Problem to work on> Find and return every line of the data that contains the word "white".

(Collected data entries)
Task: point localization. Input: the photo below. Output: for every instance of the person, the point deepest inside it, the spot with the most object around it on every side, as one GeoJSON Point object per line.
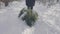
{"type": "Point", "coordinates": [30, 4]}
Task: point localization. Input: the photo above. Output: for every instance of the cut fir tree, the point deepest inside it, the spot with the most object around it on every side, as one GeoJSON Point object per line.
{"type": "Point", "coordinates": [30, 17]}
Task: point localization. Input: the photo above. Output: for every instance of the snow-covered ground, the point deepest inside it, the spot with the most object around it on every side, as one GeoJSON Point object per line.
{"type": "Point", "coordinates": [47, 23]}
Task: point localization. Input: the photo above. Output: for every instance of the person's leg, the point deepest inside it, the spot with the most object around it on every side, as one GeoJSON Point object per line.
{"type": "Point", "coordinates": [27, 7]}
{"type": "Point", "coordinates": [32, 8]}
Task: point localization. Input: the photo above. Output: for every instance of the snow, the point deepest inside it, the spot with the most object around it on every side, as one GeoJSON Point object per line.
{"type": "Point", "coordinates": [47, 23]}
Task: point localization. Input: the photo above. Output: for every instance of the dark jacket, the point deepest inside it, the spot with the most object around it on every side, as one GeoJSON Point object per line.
{"type": "Point", "coordinates": [30, 3]}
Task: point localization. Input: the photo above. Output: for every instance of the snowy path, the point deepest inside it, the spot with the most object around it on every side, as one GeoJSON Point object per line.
{"type": "Point", "coordinates": [48, 22]}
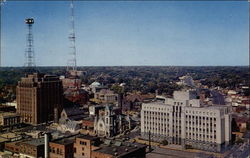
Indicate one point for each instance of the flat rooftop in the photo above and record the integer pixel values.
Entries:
(35, 142)
(87, 137)
(118, 148)
(64, 141)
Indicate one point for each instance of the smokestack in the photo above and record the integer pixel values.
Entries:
(56, 117)
(46, 144)
(120, 100)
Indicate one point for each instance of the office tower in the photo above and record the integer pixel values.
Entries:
(39, 98)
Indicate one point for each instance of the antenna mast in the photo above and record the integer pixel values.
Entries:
(72, 37)
(29, 53)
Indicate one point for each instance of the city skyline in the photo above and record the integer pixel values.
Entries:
(129, 33)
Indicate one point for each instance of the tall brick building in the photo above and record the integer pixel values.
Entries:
(39, 98)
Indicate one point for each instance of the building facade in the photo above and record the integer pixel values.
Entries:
(8, 119)
(39, 98)
(185, 121)
(62, 148)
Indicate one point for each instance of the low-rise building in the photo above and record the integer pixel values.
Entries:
(33, 148)
(185, 121)
(62, 148)
(110, 123)
(115, 149)
(84, 145)
(8, 119)
(106, 96)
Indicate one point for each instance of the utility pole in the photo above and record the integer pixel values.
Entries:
(72, 60)
(29, 53)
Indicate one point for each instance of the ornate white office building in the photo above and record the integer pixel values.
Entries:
(183, 120)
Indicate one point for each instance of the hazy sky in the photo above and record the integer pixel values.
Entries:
(129, 33)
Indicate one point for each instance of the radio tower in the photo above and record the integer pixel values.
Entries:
(29, 53)
(72, 38)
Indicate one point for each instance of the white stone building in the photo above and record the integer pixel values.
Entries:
(185, 121)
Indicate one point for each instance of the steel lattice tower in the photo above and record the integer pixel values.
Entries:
(72, 38)
(29, 53)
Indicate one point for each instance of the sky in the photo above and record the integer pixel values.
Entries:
(129, 33)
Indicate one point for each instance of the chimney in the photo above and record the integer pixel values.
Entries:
(120, 100)
(46, 144)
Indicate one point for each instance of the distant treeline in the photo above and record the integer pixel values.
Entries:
(146, 79)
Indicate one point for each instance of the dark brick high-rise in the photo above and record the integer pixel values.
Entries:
(39, 97)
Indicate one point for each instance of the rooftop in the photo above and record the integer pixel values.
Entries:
(8, 114)
(88, 137)
(35, 142)
(64, 141)
(118, 148)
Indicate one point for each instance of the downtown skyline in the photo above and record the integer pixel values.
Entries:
(128, 33)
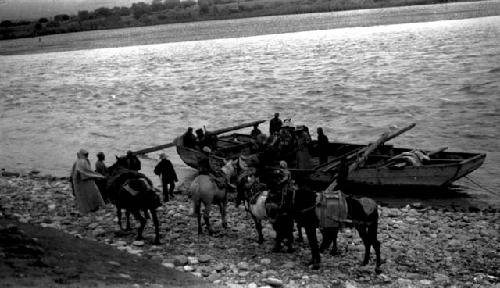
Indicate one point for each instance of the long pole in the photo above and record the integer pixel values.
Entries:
(369, 149)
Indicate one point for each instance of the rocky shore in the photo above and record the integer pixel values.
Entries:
(421, 246)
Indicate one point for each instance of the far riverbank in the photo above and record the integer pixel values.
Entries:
(248, 27)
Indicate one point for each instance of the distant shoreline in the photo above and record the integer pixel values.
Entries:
(247, 27)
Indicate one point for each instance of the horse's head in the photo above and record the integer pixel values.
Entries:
(118, 166)
(230, 170)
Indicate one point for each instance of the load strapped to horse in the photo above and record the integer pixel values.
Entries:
(133, 191)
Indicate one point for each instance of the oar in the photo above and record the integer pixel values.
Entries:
(369, 149)
(216, 132)
(430, 153)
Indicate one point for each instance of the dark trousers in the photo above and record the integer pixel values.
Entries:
(168, 189)
(323, 159)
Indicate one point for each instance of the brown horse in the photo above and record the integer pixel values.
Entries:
(204, 189)
(133, 191)
(363, 214)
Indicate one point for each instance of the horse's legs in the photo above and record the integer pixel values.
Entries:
(258, 227)
(119, 215)
(366, 241)
(127, 215)
(138, 217)
(300, 238)
(222, 207)
(197, 208)
(329, 237)
(157, 227)
(206, 217)
(278, 239)
(335, 232)
(313, 244)
(372, 236)
(146, 213)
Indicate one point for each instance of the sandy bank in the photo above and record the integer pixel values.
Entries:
(421, 247)
(248, 27)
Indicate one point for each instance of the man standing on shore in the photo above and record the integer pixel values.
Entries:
(100, 168)
(275, 124)
(88, 198)
(322, 146)
(166, 171)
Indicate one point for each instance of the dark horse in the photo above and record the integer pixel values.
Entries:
(270, 199)
(133, 191)
(362, 213)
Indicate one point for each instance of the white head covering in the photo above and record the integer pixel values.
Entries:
(82, 153)
(283, 165)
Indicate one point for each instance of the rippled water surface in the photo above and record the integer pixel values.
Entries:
(355, 82)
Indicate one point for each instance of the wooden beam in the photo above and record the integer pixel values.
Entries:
(369, 149)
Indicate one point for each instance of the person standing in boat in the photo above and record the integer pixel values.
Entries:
(303, 157)
(256, 131)
(275, 124)
(101, 168)
(322, 146)
(133, 162)
(166, 171)
(87, 196)
(201, 139)
(188, 139)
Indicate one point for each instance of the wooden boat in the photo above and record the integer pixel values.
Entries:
(441, 170)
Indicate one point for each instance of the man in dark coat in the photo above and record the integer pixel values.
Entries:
(100, 168)
(133, 162)
(188, 139)
(322, 146)
(275, 124)
(166, 171)
(255, 132)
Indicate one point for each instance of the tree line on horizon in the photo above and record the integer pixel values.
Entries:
(175, 11)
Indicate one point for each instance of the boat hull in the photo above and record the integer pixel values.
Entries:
(442, 170)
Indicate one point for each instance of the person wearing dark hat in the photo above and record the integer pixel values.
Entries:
(101, 168)
(322, 146)
(275, 124)
(87, 196)
(166, 171)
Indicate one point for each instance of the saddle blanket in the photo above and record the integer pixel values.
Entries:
(259, 208)
(331, 210)
(135, 186)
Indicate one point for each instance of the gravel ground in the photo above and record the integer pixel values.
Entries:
(421, 247)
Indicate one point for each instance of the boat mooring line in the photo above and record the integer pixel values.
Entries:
(482, 187)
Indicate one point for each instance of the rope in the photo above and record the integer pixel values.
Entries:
(482, 187)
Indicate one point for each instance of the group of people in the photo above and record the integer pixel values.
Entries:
(203, 141)
(90, 186)
(289, 143)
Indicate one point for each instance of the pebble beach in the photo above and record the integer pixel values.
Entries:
(421, 246)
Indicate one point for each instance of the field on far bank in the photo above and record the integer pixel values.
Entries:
(247, 27)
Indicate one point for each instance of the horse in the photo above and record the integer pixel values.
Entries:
(362, 213)
(260, 205)
(133, 191)
(204, 189)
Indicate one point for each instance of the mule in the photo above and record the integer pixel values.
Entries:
(133, 191)
(278, 210)
(363, 214)
(204, 189)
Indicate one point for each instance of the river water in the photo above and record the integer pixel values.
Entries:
(355, 82)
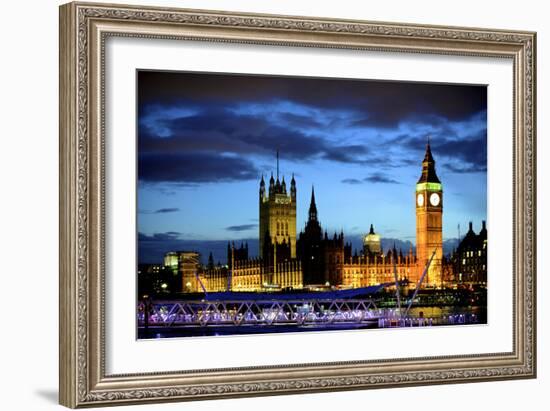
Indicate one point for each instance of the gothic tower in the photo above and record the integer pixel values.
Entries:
(429, 220)
(278, 217)
(310, 247)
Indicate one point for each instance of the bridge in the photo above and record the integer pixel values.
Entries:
(298, 312)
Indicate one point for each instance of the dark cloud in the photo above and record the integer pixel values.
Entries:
(351, 181)
(167, 236)
(387, 103)
(189, 167)
(166, 210)
(243, 227)
(380, 178)
(214, 146)
(160, 211)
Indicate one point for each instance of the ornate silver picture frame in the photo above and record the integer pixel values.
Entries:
(84, 31)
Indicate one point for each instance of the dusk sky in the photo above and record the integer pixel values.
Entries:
(204, 141)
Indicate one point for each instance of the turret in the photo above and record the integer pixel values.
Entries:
(262, 188)
(293, 189)
(271, 185)
(313, 207)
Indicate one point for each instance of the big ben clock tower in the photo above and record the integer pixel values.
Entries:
(429, 221)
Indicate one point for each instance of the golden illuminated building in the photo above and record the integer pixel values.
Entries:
(429, 220)
(277, 218)
(316, 260)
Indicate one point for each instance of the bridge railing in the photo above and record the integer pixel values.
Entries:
(215, 313)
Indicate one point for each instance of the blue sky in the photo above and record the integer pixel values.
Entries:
(205, 140)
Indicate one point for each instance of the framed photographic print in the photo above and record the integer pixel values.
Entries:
(256, 204)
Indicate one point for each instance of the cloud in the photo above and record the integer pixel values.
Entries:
(160, 211)
(166, 236)
(194, 168)
(377, 103)
(380, 178)
(166, 210)
(351, 181)
(243, 227)
(372, 178)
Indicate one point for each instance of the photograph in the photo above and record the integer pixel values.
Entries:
(283, 204)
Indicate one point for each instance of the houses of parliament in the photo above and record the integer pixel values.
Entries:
(314, 259)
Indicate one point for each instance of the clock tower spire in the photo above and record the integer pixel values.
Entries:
(429, 220)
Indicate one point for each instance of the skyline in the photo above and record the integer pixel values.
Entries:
(203, 138)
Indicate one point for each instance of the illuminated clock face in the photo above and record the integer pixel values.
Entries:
(434, 199)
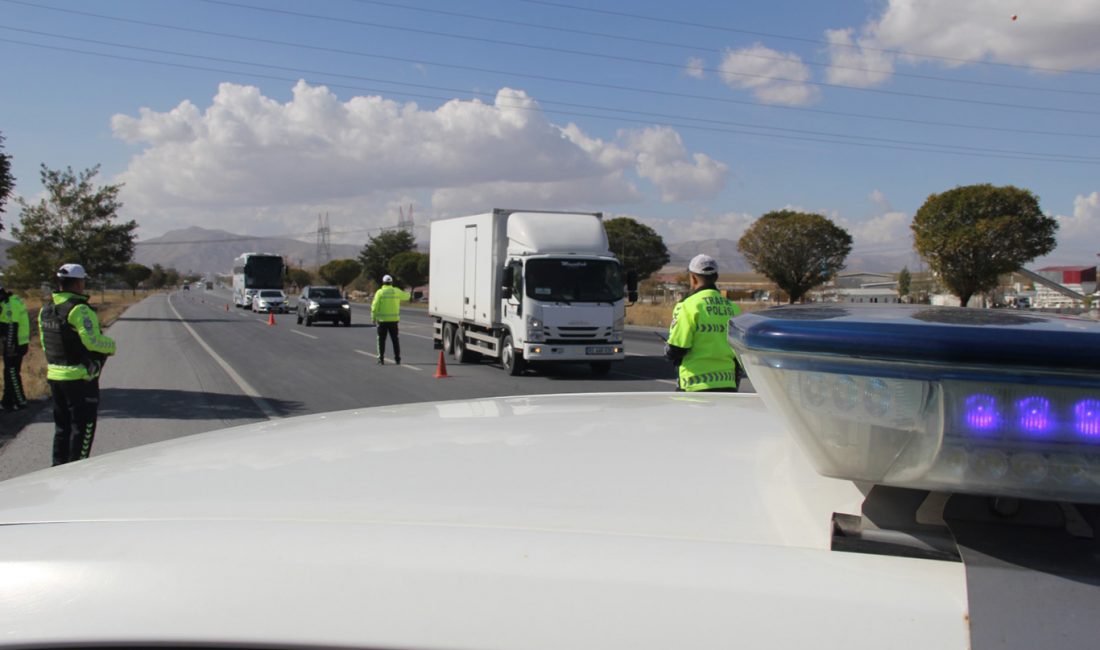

Reply to the exercise>
Indicate one point for each instance of the ornate white office building in the photo above and record the integer pixel values.
Indicate one point for each instance of the white stone building in the photo above and record the integer pixel values.
Indicate one point for each instance of the white head covering in the photo above and record the integer pixel values.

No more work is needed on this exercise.